● **WHAT IS BEING ASKED**:
What is needed is each line of the data below that holds the string "floppy".

● **RECORDED INFORMATION**:

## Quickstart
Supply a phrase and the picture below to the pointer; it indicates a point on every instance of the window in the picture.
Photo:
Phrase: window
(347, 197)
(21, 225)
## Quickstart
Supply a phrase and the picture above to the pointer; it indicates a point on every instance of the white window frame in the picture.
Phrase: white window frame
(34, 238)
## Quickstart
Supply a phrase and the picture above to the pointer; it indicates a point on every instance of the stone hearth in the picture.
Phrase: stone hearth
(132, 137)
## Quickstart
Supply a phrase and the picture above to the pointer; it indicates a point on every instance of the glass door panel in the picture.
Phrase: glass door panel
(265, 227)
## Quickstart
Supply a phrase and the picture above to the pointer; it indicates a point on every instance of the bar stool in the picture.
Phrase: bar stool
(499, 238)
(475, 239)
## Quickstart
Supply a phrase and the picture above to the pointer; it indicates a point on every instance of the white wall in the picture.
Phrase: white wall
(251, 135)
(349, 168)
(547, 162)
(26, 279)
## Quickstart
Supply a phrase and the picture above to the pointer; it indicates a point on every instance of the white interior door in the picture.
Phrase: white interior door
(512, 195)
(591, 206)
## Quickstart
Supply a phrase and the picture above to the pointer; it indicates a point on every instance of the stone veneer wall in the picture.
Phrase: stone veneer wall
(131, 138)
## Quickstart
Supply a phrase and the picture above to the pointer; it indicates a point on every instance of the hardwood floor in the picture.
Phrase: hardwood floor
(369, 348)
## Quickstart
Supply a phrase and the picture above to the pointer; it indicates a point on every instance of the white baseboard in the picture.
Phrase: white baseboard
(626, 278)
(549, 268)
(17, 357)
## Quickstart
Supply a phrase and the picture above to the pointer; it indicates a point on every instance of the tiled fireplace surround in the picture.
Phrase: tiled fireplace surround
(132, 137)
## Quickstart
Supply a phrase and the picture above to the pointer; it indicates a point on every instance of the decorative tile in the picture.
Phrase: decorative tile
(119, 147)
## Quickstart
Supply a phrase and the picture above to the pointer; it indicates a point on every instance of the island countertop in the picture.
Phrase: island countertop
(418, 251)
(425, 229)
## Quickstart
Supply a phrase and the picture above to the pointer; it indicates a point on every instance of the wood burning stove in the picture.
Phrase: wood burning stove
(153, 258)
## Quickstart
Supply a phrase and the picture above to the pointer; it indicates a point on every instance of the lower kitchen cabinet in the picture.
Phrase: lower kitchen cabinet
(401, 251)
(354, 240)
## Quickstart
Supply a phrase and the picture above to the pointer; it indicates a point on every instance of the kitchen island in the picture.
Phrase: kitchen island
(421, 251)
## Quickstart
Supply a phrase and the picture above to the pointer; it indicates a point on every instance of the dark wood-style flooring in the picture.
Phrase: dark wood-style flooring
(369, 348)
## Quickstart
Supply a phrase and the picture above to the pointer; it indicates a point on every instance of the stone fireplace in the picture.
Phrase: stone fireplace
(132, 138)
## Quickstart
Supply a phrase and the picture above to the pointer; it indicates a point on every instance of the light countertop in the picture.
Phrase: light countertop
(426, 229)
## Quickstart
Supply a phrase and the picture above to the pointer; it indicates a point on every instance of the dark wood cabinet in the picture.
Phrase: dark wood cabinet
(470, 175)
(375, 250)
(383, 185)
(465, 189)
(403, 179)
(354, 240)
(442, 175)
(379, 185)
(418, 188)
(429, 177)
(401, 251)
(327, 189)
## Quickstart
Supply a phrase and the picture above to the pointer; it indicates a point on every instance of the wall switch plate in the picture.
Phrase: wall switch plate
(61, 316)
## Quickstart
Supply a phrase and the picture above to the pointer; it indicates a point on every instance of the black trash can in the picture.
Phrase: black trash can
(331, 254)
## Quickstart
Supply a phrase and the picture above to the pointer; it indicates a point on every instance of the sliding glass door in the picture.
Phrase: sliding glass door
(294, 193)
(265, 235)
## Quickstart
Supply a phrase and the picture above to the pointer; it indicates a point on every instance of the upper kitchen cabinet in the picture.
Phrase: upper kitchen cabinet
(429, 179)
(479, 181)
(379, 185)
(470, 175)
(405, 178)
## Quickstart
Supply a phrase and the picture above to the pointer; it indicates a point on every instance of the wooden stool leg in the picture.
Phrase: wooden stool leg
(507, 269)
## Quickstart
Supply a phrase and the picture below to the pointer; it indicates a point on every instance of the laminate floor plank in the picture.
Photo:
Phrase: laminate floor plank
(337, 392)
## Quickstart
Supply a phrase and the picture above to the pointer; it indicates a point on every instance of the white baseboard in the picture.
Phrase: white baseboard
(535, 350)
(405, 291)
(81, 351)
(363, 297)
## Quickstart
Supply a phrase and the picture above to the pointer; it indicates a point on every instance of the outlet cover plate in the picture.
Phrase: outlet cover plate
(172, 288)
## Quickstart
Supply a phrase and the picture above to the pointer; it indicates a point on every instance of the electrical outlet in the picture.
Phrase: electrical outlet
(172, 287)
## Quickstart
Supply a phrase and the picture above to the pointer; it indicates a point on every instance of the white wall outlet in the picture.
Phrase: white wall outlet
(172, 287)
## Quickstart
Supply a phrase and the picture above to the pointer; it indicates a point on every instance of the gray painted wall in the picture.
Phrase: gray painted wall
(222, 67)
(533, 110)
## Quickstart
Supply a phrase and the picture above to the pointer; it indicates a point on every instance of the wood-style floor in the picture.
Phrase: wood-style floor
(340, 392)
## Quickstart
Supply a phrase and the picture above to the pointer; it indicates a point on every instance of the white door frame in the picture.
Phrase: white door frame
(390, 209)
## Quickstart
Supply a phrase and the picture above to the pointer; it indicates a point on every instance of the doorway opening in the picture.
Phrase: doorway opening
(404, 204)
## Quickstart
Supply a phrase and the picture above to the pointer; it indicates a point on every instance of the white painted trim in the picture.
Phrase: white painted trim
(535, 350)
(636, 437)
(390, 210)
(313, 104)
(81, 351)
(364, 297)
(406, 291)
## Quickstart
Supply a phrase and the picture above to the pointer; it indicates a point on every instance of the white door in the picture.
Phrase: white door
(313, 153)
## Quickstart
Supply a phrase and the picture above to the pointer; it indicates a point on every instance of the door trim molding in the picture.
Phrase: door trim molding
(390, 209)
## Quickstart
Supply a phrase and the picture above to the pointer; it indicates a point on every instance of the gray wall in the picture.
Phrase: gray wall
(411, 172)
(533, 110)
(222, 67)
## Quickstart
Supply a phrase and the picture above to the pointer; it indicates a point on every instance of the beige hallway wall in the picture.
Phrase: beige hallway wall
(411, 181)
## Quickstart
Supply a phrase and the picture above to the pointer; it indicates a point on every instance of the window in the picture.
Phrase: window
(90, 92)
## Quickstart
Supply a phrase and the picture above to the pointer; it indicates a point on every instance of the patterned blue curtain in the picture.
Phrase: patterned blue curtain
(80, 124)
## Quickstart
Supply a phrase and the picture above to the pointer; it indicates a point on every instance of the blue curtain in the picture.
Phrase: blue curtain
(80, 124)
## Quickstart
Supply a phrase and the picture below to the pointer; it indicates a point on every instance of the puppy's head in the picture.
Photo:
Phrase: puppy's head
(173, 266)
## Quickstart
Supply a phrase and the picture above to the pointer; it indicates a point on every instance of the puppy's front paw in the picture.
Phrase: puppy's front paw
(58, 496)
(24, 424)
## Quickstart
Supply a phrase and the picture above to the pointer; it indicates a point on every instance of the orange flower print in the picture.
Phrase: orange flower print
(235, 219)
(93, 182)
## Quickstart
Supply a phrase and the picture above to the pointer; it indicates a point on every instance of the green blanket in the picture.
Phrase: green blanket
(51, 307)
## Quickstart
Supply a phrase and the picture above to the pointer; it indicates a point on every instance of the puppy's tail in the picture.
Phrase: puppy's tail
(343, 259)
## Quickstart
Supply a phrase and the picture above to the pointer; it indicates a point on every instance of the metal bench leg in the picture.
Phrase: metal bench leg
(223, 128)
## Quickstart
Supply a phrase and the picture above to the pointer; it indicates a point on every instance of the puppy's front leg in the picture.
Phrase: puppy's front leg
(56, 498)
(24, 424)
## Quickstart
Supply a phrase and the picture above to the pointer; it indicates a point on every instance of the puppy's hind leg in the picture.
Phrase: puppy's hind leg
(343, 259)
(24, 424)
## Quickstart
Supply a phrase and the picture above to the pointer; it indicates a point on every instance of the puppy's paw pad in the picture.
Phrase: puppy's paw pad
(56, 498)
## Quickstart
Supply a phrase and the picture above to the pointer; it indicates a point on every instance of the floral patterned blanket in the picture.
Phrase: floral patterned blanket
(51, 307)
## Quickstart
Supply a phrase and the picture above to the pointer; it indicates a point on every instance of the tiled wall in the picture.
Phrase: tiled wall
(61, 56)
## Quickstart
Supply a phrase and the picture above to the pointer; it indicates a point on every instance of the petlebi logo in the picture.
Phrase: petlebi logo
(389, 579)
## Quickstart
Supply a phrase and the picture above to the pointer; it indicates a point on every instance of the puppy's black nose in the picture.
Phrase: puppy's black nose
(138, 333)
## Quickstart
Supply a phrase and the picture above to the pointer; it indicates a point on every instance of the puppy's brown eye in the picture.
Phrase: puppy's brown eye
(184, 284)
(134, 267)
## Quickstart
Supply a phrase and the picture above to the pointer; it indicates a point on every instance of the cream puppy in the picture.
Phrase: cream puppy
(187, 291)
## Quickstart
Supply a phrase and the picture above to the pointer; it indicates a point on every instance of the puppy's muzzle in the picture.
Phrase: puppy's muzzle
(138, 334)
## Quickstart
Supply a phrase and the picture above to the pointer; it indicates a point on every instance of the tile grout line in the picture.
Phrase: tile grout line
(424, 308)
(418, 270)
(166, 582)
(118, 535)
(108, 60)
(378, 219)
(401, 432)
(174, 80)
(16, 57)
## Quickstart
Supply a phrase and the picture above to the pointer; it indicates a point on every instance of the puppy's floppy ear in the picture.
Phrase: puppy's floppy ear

● **ANSWER SPACE**:
Supply a phrase and the picture above to the pointer; it indicates a point on every instance of the puppy's floppy ear in the picture.
Phrase: puppy's floppy ear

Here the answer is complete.